──────── SUPPLIED MATERIAL ────────
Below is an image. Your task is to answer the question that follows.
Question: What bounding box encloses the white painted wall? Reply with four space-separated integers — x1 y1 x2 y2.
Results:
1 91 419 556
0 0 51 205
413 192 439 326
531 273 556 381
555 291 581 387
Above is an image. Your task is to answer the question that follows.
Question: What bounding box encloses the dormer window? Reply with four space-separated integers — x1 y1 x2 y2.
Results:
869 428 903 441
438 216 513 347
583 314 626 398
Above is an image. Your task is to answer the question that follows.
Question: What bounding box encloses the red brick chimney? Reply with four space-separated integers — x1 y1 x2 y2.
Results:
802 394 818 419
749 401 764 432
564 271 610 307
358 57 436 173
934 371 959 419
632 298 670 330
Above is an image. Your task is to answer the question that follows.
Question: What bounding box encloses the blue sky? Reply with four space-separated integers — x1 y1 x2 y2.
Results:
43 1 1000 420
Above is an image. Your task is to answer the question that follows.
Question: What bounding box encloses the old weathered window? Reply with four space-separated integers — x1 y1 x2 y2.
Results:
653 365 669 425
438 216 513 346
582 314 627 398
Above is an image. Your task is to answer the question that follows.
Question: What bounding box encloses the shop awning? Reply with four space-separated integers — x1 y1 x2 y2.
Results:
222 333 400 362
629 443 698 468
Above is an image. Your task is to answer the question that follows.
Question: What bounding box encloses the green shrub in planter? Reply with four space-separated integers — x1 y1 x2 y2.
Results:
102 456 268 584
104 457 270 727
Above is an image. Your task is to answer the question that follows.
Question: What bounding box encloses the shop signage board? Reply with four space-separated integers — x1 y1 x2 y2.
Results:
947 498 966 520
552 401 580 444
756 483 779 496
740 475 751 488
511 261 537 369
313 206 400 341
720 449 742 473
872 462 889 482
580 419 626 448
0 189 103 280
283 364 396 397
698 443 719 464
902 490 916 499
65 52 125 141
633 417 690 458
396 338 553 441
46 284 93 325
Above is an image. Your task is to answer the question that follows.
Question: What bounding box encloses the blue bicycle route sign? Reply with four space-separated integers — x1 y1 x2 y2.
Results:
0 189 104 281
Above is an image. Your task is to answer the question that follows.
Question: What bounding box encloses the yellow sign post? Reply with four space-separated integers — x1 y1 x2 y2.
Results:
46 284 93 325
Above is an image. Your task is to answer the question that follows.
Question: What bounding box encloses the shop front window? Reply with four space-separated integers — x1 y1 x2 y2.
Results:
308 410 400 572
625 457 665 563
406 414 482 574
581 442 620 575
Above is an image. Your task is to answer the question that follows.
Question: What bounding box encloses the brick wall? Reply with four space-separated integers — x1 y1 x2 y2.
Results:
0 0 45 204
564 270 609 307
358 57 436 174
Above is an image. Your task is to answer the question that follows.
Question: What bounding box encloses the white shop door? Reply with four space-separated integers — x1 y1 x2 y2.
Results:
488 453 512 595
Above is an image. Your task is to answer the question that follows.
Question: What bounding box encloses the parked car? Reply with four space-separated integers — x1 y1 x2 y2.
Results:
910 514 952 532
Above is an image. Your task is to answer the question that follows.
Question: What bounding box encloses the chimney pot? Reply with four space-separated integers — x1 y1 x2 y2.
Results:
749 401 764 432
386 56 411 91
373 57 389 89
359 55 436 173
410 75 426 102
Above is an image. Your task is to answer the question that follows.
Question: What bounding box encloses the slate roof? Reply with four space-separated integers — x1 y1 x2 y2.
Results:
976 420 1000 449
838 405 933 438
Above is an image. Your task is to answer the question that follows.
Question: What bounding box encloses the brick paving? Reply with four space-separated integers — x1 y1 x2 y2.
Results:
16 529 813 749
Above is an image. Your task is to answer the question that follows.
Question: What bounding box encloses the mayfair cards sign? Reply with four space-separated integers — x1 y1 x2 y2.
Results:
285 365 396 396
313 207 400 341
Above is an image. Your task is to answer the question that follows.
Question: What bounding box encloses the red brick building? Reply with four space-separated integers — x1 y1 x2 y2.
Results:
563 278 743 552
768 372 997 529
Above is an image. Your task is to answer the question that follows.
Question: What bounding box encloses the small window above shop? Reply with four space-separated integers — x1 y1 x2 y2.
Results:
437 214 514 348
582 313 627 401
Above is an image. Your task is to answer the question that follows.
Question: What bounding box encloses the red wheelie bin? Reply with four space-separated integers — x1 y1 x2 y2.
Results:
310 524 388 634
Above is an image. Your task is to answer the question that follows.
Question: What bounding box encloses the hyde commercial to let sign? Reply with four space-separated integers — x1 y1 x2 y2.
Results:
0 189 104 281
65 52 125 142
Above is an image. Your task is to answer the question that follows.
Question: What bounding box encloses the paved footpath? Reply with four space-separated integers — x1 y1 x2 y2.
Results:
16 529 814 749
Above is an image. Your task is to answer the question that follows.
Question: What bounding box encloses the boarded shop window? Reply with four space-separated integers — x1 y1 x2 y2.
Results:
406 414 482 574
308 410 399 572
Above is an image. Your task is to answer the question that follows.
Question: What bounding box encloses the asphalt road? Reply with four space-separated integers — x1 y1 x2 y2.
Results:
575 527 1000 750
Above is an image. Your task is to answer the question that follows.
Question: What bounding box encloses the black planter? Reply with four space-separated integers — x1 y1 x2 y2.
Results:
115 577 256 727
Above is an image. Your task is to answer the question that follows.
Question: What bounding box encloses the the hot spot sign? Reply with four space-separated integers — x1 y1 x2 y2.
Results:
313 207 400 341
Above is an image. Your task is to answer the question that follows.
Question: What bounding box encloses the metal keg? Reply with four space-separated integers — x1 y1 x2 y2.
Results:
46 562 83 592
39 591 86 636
────────
▶ WHAT YOU WILL DO:
Look through the data above. Find each line with the string "window" and copy it.

▶ WRITTEN SOLUTION:
Question: What bounding box encloses the dormer window? Reply with four space-separated integers — x1 y1 x2 y2.
Question: What bounding box encloses the old weathered window? Reply with four space-separated integers — x1 y1 x2 y2.
Question: What bounding box encloses the shop front window? Reply with four space-separated integers — x1 y1 x2 y2.
Question: What bounding box encloses the small window above shop? Reply with four space-separated integers — x1 y1 x2 y2.
Question: What bounding box encloses the boarded shop window? Reply with four space-separated integers — x1 y1 x2 y2.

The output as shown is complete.